## Start DATA ENTRIES
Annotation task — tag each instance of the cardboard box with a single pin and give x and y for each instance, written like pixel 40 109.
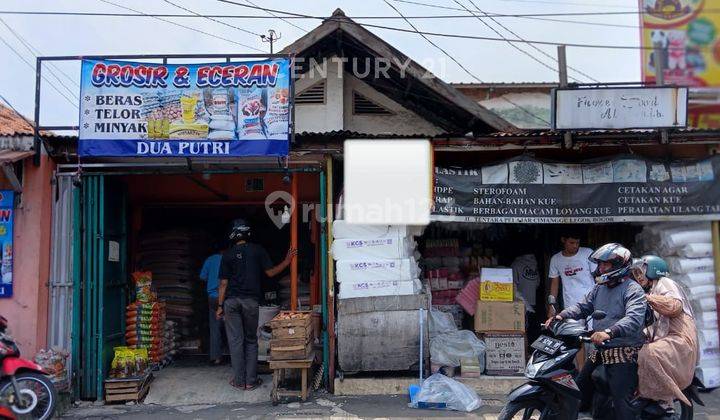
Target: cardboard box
pixel 499 316
pixel 496 284
pixel 504 353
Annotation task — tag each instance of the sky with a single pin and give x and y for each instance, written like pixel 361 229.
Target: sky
pixel 489 61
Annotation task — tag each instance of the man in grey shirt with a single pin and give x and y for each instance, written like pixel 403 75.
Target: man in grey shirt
pixel 618 336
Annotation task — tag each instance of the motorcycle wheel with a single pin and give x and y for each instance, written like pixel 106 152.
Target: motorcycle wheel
pixel 37 392
pixel 524 410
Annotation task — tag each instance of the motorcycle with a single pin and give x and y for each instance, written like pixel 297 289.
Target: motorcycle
pixel 24 385
pixel 552 393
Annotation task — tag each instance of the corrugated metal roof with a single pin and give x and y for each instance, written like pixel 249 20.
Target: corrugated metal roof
pixel 13 155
## End DATA ENTRIES
Each line from the one containing "Annotation task — tag each instance of the sky" to the end of the records should be echoed exactly, and no other line.

Annotation task — tag each instance of the sky with a single pin and give x and y for each instance, written like pixel 361 229.
Target: sky
pixel 489 61
Annotation task — tag each instance of the man in grey shirt with a single pin and give x and y for each instance, written like pixel 403 75.
Target: man in grey shirt
pixel 618 336
Annotation task — tag each instance of the motorcycle wheel with a single pin and give x and y for each instance, written like pixel 106 152.
Target: motorcycle wheel
pixel 37 392
pixel 524 410
Annotation task — tag each instance of the motorcycle with a single pin and give x and y for each instance, written like pixel 297 289.
Target: motorcycle
pixel 24 385
pixel 552 393
Annotation task — tag each instance of the corrugated metal roof with a single pin and give x and y for each instance, written like pixel 249 20.
Target: corrugated metal roof
pixel 13 155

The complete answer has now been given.